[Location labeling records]
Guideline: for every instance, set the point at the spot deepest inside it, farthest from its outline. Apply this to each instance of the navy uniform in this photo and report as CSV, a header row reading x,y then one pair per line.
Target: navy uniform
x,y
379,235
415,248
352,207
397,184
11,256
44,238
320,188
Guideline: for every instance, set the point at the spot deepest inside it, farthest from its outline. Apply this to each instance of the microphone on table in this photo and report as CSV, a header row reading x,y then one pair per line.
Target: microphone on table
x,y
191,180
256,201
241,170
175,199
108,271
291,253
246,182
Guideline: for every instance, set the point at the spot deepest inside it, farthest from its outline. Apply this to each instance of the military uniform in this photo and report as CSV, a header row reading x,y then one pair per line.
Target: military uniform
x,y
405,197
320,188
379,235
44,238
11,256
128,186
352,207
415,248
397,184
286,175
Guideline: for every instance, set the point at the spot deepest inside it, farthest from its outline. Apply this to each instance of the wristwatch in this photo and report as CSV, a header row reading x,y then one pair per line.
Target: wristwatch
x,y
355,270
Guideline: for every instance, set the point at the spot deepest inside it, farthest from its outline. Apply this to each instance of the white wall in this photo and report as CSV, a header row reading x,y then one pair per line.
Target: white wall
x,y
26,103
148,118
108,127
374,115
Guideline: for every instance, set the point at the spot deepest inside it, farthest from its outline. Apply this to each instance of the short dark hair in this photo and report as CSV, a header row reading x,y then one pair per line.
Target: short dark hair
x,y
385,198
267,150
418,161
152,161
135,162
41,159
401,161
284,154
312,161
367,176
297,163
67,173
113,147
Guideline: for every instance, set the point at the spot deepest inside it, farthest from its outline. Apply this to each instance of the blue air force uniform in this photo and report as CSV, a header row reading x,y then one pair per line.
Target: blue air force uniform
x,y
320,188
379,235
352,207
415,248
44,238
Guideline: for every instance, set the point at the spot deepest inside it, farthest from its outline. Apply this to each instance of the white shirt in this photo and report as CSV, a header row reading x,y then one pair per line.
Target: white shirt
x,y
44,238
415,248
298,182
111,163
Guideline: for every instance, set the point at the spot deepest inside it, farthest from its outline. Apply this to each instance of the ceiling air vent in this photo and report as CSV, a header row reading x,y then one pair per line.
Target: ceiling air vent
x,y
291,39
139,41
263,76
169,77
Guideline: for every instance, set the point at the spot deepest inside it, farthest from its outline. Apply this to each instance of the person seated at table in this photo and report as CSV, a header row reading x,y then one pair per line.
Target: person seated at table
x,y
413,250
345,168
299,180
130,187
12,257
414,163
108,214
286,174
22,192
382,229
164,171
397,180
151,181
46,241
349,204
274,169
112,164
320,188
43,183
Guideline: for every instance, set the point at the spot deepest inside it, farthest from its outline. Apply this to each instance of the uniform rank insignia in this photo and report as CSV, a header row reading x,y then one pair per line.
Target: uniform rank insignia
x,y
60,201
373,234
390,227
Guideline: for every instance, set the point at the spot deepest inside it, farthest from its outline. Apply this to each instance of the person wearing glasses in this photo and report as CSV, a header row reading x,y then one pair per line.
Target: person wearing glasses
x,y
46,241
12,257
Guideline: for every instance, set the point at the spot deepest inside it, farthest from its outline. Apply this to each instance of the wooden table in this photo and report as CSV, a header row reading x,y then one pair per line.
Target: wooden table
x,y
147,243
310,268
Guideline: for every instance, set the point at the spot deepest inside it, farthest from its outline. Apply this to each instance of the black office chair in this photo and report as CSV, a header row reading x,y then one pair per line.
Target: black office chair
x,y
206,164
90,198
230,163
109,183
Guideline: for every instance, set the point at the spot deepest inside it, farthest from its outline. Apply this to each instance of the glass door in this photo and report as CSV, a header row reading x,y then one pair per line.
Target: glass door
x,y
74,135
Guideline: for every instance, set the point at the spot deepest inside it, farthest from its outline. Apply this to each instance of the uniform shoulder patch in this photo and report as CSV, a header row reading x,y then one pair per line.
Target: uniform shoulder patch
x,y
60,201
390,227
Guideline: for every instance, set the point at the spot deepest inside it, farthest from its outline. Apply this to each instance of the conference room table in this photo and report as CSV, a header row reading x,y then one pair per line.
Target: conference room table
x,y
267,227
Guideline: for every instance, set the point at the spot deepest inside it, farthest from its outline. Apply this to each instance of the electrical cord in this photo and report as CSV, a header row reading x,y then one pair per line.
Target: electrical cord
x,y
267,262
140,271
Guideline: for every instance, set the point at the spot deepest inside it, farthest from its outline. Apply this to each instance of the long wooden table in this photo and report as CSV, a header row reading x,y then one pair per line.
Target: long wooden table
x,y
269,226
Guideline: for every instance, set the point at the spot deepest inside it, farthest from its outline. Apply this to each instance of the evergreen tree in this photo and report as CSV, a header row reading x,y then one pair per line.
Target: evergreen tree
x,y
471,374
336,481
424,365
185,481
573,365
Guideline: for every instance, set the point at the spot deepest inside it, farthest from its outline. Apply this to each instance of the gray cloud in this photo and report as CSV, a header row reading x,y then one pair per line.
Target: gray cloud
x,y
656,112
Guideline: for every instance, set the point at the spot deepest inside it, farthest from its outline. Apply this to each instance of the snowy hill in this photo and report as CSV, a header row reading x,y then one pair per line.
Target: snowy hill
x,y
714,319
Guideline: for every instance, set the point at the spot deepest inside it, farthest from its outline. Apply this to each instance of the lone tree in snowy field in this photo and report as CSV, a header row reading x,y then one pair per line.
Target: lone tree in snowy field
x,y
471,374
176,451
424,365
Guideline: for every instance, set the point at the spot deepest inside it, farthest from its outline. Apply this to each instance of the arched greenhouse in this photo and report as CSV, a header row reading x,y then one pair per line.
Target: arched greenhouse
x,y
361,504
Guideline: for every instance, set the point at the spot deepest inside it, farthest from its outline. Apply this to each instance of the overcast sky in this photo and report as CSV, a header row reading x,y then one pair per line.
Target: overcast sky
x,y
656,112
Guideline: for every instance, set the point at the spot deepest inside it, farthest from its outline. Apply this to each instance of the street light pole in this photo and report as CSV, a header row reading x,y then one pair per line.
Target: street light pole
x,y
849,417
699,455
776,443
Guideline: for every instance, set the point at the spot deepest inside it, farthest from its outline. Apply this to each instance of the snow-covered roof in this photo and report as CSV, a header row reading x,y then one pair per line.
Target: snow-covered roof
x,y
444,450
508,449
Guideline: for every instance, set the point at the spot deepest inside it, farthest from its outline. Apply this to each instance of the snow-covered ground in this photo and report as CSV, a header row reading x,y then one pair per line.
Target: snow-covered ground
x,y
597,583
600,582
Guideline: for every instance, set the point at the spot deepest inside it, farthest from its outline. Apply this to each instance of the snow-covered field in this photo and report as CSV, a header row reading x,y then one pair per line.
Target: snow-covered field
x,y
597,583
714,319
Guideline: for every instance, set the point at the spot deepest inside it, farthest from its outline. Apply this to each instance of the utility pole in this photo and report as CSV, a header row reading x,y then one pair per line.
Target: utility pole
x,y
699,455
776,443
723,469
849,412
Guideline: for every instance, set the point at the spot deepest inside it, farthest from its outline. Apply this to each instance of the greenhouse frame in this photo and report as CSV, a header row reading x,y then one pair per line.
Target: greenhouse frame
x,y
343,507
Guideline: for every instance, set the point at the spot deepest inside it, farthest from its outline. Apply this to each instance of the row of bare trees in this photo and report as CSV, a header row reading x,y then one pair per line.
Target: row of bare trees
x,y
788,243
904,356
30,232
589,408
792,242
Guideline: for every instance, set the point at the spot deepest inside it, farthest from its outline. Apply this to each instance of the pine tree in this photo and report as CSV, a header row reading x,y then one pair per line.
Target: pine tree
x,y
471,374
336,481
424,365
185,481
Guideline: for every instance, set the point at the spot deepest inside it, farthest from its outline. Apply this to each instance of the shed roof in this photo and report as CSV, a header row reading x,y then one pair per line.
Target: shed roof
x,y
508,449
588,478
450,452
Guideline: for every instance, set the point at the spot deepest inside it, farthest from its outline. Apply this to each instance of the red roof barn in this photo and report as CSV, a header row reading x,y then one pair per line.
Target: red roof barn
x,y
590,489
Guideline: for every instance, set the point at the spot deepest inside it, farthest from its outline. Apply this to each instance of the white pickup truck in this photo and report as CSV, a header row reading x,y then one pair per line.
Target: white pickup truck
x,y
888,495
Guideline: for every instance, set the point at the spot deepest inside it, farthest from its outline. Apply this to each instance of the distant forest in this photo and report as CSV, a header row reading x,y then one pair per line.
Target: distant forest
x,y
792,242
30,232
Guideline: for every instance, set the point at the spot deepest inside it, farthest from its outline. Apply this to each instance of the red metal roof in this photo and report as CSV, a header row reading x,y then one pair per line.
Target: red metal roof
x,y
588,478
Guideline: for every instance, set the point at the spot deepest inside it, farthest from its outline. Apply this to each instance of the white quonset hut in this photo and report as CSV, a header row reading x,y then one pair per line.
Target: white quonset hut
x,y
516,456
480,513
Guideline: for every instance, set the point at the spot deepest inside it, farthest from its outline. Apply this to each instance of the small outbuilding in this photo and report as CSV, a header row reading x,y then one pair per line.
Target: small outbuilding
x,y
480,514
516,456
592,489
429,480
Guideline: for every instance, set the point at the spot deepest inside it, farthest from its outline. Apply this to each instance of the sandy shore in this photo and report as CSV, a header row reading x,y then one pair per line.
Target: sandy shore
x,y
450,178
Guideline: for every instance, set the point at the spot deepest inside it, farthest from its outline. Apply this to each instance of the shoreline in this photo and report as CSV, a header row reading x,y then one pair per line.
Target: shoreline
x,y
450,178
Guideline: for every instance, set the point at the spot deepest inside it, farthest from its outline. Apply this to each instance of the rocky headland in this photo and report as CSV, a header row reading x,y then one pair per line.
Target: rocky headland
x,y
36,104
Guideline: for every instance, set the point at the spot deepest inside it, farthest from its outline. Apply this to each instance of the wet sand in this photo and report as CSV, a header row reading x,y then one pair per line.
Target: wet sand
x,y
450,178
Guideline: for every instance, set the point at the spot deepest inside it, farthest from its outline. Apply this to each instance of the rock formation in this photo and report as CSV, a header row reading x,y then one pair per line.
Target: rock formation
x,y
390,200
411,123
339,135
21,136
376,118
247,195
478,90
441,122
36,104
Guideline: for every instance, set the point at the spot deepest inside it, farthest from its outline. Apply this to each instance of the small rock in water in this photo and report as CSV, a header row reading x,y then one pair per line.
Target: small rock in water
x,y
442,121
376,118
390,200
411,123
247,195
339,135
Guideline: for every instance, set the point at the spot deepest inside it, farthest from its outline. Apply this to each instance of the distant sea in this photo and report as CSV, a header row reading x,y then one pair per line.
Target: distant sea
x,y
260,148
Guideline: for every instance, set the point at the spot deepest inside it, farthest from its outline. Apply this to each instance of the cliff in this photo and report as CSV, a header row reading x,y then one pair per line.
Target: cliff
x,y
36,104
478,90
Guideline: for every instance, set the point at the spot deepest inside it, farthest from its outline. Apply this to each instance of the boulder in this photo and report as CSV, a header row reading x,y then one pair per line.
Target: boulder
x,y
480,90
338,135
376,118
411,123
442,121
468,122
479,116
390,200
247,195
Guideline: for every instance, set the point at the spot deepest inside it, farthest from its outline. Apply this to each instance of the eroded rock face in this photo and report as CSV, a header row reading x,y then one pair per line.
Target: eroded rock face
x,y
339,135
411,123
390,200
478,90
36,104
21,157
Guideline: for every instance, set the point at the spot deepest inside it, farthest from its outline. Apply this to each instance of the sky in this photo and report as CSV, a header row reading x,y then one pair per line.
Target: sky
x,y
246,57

## [Objective]
Begin at the line in the records above that contains "of the eroded" and copy each line word for word, stopping after the last line of the records.

## [Solution to this problem]
Guideline: for every instance, set the point at the spot deepest inside it, farthest from its outline. Apply this to each instance of the eroded rock face in this photo and report as CSV, a header row reading x,y then one pair per line.
Target: eroded rock face
x,y
339,135
411,123
390,200
478,90
36,104
21,157
Guideline: for every instance, set the point at the spot deepest inside it, farthest from its outline. Apply this to each instance of the sky in this photo and report as CSV, a header row reading x,y then one pair per line.
Target: sky
x,y
246,57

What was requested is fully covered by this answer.